Each record below is to be output unchanged, and any picture is to be dropped.

== Data section ==
::::::

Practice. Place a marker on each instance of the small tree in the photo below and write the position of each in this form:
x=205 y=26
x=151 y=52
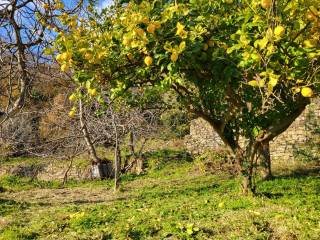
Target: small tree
x=247 y=67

::::::

== Completed task ==
Practice. Place a marker on each instance of the small tree in the photo below and write the position of each in this form:
x=205 y=26
x=151 y=52
Target: small tree
x=247 y=67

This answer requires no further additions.